-- START --

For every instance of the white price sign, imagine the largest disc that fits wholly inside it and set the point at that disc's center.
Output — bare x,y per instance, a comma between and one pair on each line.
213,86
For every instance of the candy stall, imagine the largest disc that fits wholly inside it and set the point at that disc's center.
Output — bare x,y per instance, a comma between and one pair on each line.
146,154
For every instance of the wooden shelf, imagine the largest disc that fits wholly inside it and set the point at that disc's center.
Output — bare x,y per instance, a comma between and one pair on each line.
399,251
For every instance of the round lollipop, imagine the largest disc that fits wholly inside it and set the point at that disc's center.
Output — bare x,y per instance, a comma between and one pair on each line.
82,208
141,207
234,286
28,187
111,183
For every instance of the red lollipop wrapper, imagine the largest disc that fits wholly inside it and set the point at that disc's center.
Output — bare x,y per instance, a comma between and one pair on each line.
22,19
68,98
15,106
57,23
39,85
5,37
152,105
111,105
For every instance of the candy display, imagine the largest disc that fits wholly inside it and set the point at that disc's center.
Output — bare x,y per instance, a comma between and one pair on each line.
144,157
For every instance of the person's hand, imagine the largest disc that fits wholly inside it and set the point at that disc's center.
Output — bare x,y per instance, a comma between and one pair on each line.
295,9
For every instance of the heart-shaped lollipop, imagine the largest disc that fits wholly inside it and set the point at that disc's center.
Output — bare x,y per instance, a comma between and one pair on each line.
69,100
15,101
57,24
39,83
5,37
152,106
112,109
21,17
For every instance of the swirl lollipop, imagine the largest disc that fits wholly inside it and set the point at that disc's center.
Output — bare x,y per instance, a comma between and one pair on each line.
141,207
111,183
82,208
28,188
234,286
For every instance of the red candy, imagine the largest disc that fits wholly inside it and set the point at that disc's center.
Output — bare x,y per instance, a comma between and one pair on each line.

-- END --

Copy all of the items above word for word, keeping each line as it stands.

For every instance of the white price sign, imagine the largest disc that fits wholly inside it and set the point at that disc's center.
Output — bare x,y per instance, a comma between and one pair on each line.
213,86
For every instance of the candy stall, imagine the largest disc that fits wholly inside it and set the point at that disc's center.
Output — bare x,y per instance, a comma between and one pair on each line.
146,154
For every instance of the wooden shelf, imagine the largest disc that fits wholly inside it and set the point at that disc's center.
Output — bare x,y per instance, a comma between and one pair on each line.
399,251
For every instance of the round lollipop, imagine the largest disc that fits wholly inside it and set the point at that disc's center.
Output — bare x,y per instance, a comma between and one pair on each line.
82,208
141,207
234,286
28,187
111,183
For every instance of the red lollipop wrapper, imagine the largest disc that fits wholly inside it and set the point at that disc's center.
Output — bare x,y per instance, a comma between and one pair on each line.
22,19
68,98
15,106
57,23
39,85
5,37
152,105
111,105
For every instance of the candy display, imagine the largest disc that fits wholly inside it and set the point at that disc's center.
Output — bare x,y per instance, a comma between and one pair on each line.
144,157
For every instance of the person's hand, imagine the largest disc that fits wholly inside it and set the point at that disc's center.
Output — bare x,y per instance, a comma between and one pair on each line.
295,9
For every instance of the heart-shaped lollipop, imagine the largest disc that fits wholly inside it and set the point at that disc's center.
Output — bare x,y per instance, a comma between and one pair on each line.
69,100
15,101
57,24
39,83
5,37
152,106
112,109
21,17
For every instance of the swirl lollipop, imagine the largest disc that fits wholly inside it and set the point at that disc's center.
Output — bare x,y per instance, a comma between and one pair on each line.
141,207
111,183
82,208
28,188
234,286
For every instance of the red candy, imagine the largest disc that fits wholly inside it and set the point at that disc's center.
Output — bare x,y per instance, a comma between and one pair on each line.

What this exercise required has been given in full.